● Text excerpt
____________

Frequently Asked Questions
What does "passive" mean for this mixer's sonic character?
Passive means there is no active gain stage — no op-amps, no power supply, nothing in the circuit that can add noise, harmonic distortion, or its own coloration. The Mix 2:1 simply combines two signals through a resistor network, so what you hear at the output is your source summed, not the mixer's interpretation of it. This is the right choice when you want signal path transparency above all else.
How does the polarity invert on Input 2 affect summing two channels?
The polarity invert flips the phase of Input 2 by 180 degrees, which is essential when summing a mid-side (M-S) decoded pair, combining parallel processed signals that may be out of phase, or troubleshooting phase cancellation issues when two sources share acoustic space. Without it, summing two out-of-phase signals would cause frequency cancellation — particularly damaging to low-end content.
Does using the individual level controls affect the passive signal integrity?
The level controls are attenuating pots in the passive circuit — they reduce signal level rather than amplifying it, so they stay within the passive paradigm and add no active noise. When a channel isn't in use, the controls can be bypassed entirely to keep the signal path as short as possible.

____________

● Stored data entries
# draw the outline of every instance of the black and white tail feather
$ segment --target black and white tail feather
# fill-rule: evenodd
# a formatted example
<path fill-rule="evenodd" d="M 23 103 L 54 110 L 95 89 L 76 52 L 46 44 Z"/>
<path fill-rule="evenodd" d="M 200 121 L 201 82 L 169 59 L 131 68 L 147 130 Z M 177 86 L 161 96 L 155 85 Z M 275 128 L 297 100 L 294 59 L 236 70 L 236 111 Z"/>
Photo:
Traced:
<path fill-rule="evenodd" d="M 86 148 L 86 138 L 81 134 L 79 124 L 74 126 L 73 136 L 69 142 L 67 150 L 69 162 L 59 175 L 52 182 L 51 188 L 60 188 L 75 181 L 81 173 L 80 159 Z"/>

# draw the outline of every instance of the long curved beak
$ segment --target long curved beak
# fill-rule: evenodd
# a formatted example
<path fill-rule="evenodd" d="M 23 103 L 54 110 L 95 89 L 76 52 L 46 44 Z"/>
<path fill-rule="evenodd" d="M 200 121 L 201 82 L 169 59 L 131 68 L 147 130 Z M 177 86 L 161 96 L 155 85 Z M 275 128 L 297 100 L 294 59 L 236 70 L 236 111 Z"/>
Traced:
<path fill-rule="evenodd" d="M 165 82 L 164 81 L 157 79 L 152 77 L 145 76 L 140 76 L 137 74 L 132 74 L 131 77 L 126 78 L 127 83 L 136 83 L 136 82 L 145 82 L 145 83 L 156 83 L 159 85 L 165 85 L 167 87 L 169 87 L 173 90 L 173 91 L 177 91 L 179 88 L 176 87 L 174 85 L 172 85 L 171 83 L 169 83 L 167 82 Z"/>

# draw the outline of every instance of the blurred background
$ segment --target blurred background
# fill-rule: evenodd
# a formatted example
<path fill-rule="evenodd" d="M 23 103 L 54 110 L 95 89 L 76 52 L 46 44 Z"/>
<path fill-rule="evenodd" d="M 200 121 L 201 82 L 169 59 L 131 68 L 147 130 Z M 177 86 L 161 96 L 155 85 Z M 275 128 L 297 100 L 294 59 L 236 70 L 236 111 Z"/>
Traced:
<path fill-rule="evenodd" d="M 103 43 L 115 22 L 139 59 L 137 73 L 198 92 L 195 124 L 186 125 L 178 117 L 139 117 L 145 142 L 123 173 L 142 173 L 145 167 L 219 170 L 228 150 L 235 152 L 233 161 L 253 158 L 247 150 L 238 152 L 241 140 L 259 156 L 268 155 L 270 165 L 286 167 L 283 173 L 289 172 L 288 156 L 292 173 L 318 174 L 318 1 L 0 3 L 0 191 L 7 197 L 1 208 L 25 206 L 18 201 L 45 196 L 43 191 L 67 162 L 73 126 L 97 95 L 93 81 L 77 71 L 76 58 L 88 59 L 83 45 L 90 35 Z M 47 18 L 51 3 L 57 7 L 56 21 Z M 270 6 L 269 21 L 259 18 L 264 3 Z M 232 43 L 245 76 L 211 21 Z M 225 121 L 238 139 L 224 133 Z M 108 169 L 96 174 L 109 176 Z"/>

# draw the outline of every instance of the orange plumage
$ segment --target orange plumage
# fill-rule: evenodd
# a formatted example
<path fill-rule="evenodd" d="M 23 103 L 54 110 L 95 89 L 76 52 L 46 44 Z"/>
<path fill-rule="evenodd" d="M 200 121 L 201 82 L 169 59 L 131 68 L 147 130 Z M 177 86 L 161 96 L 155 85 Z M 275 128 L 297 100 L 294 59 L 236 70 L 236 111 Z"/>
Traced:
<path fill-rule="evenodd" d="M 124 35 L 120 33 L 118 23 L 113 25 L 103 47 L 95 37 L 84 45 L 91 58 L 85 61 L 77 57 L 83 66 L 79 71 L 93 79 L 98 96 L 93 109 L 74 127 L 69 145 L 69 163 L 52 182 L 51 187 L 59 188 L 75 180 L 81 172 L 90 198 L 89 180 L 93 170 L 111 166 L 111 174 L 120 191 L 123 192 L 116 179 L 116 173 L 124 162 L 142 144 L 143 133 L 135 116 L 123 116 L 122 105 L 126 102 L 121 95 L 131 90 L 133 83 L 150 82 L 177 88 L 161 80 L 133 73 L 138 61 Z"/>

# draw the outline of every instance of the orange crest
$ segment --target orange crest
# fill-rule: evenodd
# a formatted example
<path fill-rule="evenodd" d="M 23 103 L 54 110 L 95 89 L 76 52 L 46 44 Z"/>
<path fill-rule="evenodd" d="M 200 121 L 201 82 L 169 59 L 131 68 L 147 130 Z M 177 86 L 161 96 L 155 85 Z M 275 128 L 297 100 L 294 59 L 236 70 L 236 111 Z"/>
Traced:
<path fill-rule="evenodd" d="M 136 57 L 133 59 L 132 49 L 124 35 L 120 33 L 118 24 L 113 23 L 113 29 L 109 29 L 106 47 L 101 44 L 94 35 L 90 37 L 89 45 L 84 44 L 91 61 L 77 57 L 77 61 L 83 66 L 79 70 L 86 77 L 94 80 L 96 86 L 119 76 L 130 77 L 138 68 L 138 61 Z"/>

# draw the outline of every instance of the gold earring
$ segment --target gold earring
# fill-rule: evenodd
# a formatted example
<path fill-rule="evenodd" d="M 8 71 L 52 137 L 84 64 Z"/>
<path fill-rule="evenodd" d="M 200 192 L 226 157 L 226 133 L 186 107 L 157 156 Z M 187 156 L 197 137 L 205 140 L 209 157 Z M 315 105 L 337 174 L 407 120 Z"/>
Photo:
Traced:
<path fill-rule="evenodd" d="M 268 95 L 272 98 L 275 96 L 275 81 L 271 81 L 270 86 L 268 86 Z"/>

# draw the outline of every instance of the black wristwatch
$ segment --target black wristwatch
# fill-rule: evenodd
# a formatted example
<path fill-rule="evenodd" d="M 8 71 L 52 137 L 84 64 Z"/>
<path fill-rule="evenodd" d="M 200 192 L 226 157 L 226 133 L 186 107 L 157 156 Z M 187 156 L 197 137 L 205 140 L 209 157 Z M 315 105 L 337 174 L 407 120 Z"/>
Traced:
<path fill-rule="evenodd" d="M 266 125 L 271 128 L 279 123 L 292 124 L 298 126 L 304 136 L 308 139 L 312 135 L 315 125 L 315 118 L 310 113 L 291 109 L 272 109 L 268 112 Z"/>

____________

● Tasks to carry out
1. Answer these questions from the passive mixer FAQ:
(a) What does the Mix 2:1 use to combine its two signals?
(b) By how many degrees does the polarity invert shift the phase of Input 2?
(c) Do the level controls amplify or reduce signal level?
2. Extend the passive mixer FAQ past its final answer by adding one or two new entries in the same question-and-answer style.

● Final answers
1.
(a) A resistor network.
(b) 180 degrees.
(c) They reduce it.

2.
Will the Mix 2:1 cause level loss when summing two signals to mono?
Yes — passive summing through a resistor network introduces insertion loss, typically around 6dB when both inputs are active. You'll need to make up that gain at the next stage in your chain (your interface preamp, a clean line amp, or your DAW input trim). This is expected behavior for passive summing and is not a flaw.
Can this unit resolve ground loop hum between two sources fed from different equipment?
Yes — the Mix 2:1 includes ground lift switches, which break the shield connection between source and destination to interrupt the ground loop path. This is a direct, signal-clean solution to hum caused by differing ground potentials across equipment in the same rig.